In the second instance, the corporate debtor on apprehension of insolvency or in order to restructure its business can invoke the CCAA by the assent of the AA. After scrutinizing the application made, the AA can allow the invocation of CCAA and appoint an IRP.

The appointed IRP will then make the public announcement of the order of the tribunal regarding the protection given under CCAA and will notify the creditors to submit their debt claims along with the proof. Such claims give an additional opportunity to the company to match debt claims with their own records/ documents. The IRP will then collect and collate all the claims and form a Committee of Creditors (“CoC”). This shall have only financial creditors as mentioned in the Code [IBC, § 21(2)].

The Debtor, in the period of 30 days, has to present a Restructuring Plan before the CoC. The plan will propose ways in which the debtor intends to pay off its debts in a limited period of time or layout the plan to restructure the business. Under the Code, a Resolution Plan may be approved by a voting share of sixty six percent of CoC [IBC, § 30(4)].  The same share of voting percentage shall approve the restructuring plan. If a plan is approved by sixty six percent of voting share, then it goes on for approval to National Company Law Tribunal (“NCLT”). Once approved by the NCLT it becomes binding on all shareholders including corporate debtor, creditors, employees, shareholders and guarantors etc.

= = = = =

- [Description of the task]: According to the passage on invoking the CCAA, within what period must the debtor present a Restructuring Plan before the Committee of Creditors?

= = = = =

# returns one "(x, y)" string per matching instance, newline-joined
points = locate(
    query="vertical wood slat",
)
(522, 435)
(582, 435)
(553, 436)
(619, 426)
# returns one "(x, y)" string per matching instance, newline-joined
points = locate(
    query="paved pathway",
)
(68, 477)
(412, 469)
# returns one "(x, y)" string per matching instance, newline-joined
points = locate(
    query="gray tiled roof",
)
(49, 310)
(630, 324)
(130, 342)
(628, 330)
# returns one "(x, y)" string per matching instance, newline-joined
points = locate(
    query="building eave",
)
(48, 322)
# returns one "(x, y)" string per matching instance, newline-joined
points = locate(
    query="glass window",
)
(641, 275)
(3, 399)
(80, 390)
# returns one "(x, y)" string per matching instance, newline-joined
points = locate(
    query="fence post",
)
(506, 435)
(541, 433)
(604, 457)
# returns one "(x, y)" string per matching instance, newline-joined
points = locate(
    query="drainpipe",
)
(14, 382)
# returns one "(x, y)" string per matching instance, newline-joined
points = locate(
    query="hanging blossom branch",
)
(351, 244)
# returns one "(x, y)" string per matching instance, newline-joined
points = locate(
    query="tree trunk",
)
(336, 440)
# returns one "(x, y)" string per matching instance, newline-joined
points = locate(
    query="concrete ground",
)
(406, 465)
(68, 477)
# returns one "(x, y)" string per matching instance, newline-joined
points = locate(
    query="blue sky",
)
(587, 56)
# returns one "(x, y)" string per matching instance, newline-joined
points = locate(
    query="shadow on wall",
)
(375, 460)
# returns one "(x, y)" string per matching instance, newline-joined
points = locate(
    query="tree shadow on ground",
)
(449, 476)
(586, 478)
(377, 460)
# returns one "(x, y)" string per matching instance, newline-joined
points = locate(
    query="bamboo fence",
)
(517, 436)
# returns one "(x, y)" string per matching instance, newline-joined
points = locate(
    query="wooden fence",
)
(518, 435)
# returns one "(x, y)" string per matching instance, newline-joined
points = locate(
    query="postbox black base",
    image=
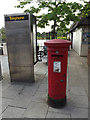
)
(56, 103)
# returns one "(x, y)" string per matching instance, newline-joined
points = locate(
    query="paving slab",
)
(29, 90)
(21, 101)
(43, 88)
(36, 110)
(10, 94)
(78, 101)
(5, 103)
(57, 115)
(13, 112)
(65, 110)
(40, 97)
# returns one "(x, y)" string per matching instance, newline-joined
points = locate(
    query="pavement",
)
(29, 100)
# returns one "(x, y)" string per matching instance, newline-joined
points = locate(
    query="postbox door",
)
(58, 74)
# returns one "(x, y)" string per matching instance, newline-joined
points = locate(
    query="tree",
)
(59, 11)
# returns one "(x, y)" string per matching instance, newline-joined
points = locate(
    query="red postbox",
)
(57, 71)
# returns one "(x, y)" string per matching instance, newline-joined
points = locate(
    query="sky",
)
(7, 7)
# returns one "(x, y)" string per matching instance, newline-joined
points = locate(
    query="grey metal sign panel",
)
(21, 44)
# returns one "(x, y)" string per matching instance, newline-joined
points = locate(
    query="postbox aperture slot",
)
(57, 55)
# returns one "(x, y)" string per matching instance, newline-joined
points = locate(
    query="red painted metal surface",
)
(57, 52)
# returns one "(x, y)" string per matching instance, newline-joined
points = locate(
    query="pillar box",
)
(57, 71)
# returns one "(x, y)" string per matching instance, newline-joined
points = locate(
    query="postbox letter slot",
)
(57, 55)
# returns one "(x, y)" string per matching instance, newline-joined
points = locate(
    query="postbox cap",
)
(57, 42)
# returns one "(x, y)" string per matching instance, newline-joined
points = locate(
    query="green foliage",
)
(59, 11)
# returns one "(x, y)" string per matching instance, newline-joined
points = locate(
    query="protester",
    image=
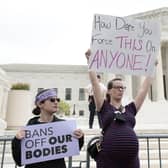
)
(46, 102)
(119, 147)
(92, 106)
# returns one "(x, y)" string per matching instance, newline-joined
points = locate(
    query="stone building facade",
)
(70, 80)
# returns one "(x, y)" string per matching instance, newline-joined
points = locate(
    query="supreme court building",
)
(70, 82)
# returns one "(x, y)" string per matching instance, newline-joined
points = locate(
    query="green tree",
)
(64, 108)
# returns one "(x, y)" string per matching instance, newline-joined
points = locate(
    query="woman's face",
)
(117, 90)
(49, 105)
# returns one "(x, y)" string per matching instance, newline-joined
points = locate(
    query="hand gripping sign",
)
(49, 141)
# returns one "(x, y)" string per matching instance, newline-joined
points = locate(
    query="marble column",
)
(165, 49)
(157, 86)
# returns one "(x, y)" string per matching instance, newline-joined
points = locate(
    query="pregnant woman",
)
(120, 144)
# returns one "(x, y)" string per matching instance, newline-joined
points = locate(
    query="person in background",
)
(120, 146)
(91, 105)
(46, 102)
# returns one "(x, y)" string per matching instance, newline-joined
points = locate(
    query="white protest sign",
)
(49, 141)
(122, 45)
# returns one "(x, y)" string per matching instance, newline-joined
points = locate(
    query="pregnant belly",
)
(121, 142)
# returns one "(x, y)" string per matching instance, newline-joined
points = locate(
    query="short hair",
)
(98, 76)
(110, 83)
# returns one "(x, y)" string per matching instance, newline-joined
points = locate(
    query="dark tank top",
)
(120, 140)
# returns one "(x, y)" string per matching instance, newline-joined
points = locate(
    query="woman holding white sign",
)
(119, 145)
(46, 103)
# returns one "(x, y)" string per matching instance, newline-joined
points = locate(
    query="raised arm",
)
(97, 92)
(139, 99)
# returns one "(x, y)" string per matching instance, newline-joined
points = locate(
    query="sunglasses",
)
(119, 87)
(53, 100)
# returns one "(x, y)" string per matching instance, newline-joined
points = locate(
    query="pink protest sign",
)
(123, 45)
(50, 141)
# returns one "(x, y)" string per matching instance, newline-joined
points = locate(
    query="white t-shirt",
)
(90, 90)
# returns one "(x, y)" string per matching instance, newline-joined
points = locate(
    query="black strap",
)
(101, 126)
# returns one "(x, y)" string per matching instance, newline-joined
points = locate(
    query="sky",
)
(56, 31)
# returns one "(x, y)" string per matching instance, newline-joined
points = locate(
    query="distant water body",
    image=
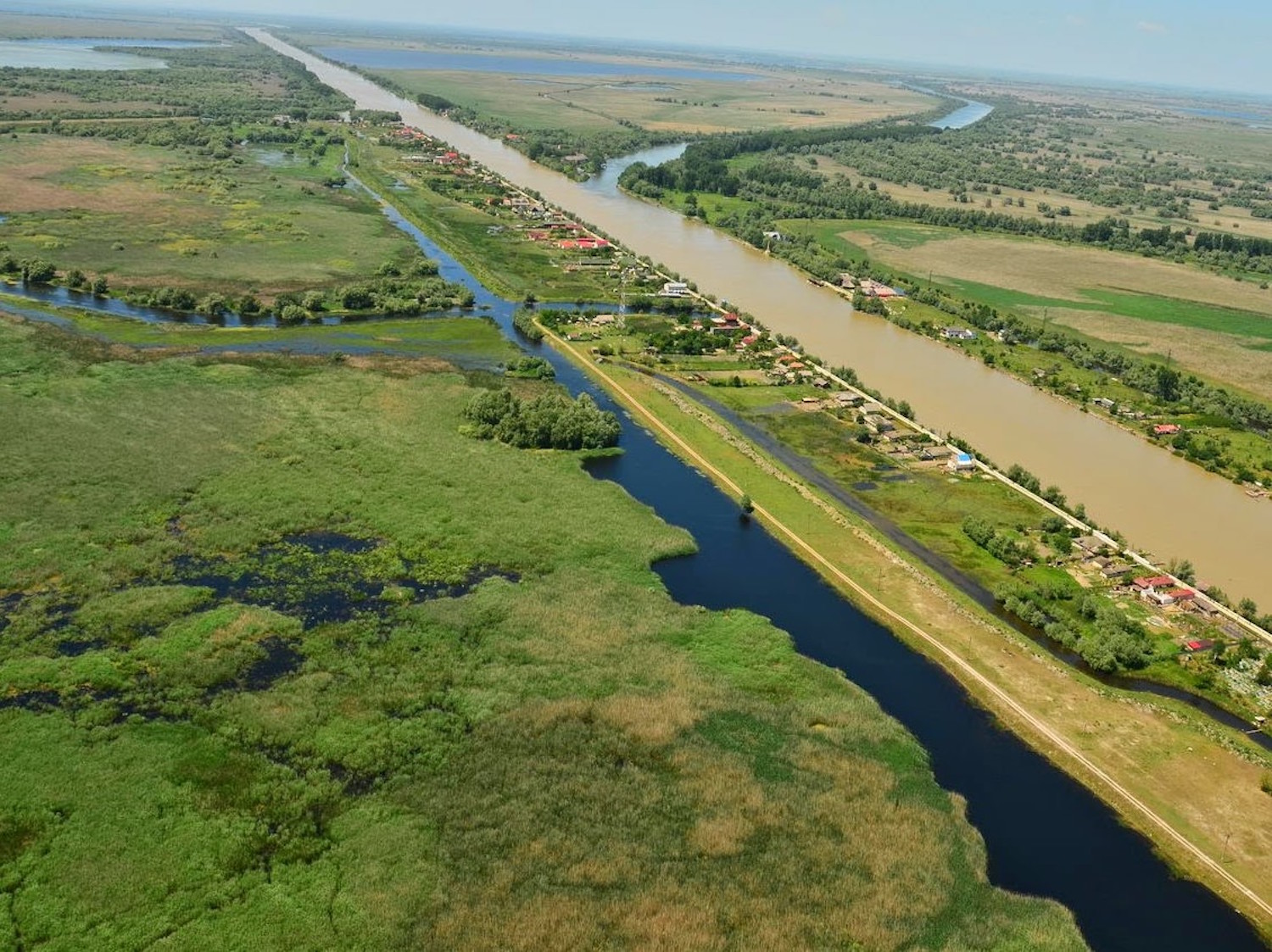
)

= = = = =

- [Problem solution]: 30 days.